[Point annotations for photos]
--

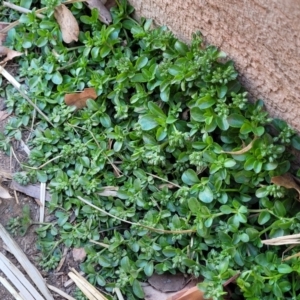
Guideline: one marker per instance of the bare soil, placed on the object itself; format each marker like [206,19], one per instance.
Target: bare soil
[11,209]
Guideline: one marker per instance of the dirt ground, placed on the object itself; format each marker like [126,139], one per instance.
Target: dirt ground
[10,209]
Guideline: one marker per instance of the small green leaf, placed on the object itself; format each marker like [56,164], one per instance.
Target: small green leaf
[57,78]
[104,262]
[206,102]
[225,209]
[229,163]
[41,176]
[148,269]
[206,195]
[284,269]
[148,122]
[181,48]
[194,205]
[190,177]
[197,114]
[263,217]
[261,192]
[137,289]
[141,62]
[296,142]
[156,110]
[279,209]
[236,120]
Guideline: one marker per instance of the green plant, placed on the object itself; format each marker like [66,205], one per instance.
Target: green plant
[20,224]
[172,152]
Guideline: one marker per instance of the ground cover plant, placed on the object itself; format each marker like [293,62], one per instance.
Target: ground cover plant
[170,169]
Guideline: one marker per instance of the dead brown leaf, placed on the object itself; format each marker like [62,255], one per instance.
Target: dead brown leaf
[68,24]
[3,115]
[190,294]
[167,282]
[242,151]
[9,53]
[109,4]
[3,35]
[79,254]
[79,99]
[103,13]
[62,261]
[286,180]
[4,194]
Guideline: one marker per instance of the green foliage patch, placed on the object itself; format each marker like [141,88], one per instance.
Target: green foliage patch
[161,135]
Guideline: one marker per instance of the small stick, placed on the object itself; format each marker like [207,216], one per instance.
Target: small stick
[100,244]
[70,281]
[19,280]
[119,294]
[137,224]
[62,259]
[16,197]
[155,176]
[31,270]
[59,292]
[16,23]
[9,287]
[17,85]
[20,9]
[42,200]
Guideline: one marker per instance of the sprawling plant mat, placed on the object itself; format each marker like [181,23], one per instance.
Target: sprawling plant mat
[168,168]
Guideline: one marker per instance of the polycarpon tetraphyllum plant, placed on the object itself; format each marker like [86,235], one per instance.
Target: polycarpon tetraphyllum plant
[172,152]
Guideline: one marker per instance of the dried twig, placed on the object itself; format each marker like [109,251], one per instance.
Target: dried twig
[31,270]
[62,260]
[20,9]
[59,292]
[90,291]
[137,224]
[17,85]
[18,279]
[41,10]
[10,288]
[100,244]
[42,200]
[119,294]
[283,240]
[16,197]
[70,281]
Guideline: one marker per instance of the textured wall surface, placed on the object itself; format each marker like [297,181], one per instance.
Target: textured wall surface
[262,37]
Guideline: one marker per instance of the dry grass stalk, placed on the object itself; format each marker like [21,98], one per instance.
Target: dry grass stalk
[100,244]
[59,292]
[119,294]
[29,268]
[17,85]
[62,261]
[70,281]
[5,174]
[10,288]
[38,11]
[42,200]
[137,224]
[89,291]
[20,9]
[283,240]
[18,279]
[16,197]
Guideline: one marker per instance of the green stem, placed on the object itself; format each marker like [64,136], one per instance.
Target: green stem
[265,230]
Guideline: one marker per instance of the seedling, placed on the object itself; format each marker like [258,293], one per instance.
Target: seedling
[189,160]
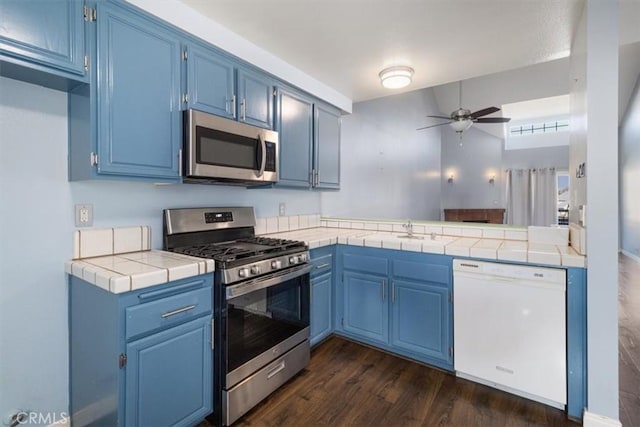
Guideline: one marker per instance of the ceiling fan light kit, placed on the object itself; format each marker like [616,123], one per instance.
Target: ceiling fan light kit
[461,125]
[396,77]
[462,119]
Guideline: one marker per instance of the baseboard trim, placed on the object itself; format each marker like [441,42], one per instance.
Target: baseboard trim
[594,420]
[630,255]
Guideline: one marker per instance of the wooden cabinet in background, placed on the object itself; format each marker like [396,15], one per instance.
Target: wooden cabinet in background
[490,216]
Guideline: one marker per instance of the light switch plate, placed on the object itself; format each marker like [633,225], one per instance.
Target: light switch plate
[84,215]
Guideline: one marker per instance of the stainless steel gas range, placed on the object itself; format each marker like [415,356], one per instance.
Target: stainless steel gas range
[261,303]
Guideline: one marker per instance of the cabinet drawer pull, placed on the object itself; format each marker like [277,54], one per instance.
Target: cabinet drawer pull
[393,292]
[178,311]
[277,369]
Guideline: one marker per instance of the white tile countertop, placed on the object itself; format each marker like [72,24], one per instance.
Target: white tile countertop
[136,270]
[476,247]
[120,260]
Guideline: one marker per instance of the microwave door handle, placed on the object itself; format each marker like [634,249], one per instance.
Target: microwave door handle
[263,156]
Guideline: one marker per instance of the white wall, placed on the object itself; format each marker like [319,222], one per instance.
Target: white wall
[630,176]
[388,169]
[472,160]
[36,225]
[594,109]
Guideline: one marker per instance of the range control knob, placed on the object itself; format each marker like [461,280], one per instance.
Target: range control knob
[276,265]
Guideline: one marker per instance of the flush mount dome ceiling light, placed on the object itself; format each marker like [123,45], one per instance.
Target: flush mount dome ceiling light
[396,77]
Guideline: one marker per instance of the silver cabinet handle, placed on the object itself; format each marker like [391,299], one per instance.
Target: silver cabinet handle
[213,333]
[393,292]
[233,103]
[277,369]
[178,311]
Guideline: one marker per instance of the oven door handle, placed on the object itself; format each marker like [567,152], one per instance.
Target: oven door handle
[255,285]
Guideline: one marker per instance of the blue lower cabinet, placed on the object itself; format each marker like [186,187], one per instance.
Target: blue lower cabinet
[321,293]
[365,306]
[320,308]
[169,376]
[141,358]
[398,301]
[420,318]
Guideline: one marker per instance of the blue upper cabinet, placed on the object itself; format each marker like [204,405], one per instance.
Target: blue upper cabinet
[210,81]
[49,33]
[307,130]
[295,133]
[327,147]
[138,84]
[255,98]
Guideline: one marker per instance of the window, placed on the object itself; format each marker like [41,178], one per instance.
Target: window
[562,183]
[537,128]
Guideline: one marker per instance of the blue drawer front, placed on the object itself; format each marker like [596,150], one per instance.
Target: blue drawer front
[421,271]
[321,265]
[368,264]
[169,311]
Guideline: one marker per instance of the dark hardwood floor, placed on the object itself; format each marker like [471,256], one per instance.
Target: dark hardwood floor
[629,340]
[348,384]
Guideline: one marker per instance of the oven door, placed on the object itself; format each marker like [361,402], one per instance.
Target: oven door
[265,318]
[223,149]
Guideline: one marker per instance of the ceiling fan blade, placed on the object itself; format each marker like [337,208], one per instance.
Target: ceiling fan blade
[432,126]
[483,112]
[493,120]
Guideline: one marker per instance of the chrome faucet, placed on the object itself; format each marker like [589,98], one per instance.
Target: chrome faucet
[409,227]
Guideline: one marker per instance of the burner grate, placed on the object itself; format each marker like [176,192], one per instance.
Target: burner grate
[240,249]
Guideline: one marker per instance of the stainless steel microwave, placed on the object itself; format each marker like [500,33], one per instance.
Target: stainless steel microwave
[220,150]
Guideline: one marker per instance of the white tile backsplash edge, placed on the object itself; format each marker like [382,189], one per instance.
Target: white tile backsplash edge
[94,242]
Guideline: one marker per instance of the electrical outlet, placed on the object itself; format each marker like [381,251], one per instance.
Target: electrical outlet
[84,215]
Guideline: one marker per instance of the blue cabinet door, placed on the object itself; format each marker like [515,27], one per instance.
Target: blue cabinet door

--

§ **Problem**: Output the line that contains "Guideline: one marker per instance of the chrome", followed by every later line in the listing, with no line omitted and none added.

§ **Output for this exercise**:
Guideline: one marker per instance of the chrome faucet, placed on the object itself; format each marker like [589,98], one per instance.
Target: chrome faucet
[409,227]
Guideline: one marker per instance of the burner grate, placed on the object itself; format each marker like [176,192], one per instance.
Target: burner grate
[240,249]
Guideline: one marker per instance of the stainless steel microwave, placed on the object itself; format each marker like [500,33], one per instance.
Target: stainless steel microwave
[220,150]
Guideline: one marker per instance of the white tile backsplash edge, placed on the object itself; format each marker like [382,189], one per instance.
Target: white tile backsplash edge
[94,242]
Guideline: one marker per instance of the electrical outlet, placed on the object itself; format each marker like [381,251], one per instance.
Target: electrical outlet
[84,215]
Guideline: one marker per instance of the blue cabinet door, placed on the object itself; format each marker like [515,27], one per instance.
Target: blue cabinet door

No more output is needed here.